═════ The records ═════

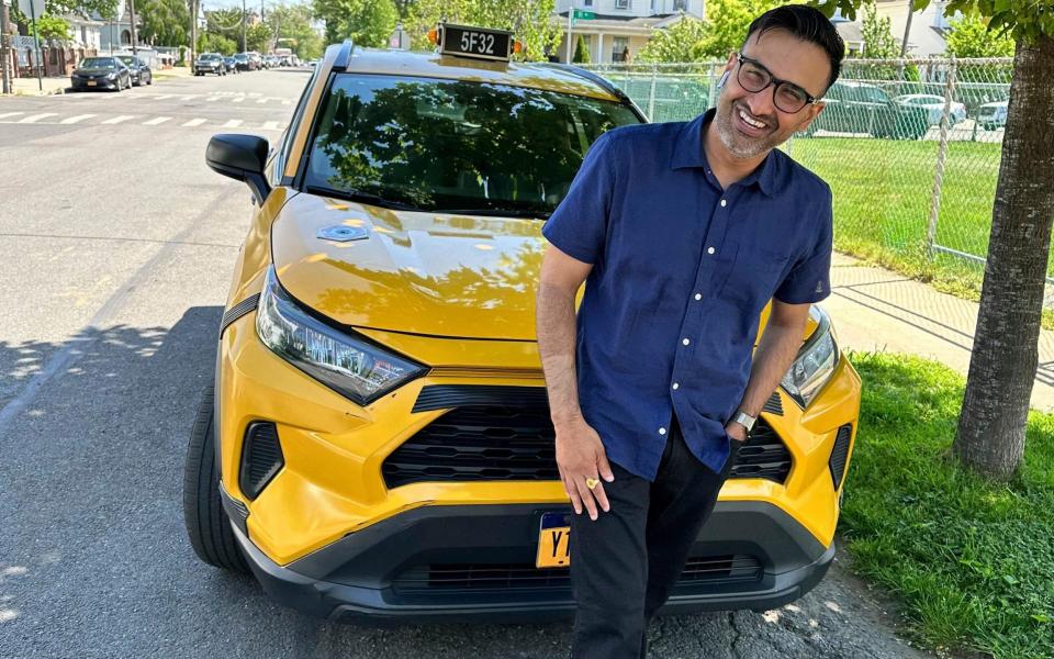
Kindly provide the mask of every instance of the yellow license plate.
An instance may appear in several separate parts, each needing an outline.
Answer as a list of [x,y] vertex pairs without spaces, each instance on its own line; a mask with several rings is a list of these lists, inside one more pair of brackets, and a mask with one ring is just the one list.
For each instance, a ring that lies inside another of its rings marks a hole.
[[545,513],[538,530],[538,568],[567,568],[571,565],[571,515]]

═════

**Exercise aim**.
Retype the text of every item above verbatim, character for character, leaving out the pictures.

**Exercise response**.
Kindly provide the mask of every instance of the yellow license plate.
An instance may appear in several separate parts, each needing an outline.
Answer as a list of [x,y] vertex pairs without spaces, each instance on its own line; a mask with several rings is a list of these lists, inside one more pair of brackets, and a mask with one ring is just the one list.
For each instance, a ring that lies inside another of its rings marks a hole.
[[545,513],[538,530],[538,568],[567,568],[571,565],[571,515]]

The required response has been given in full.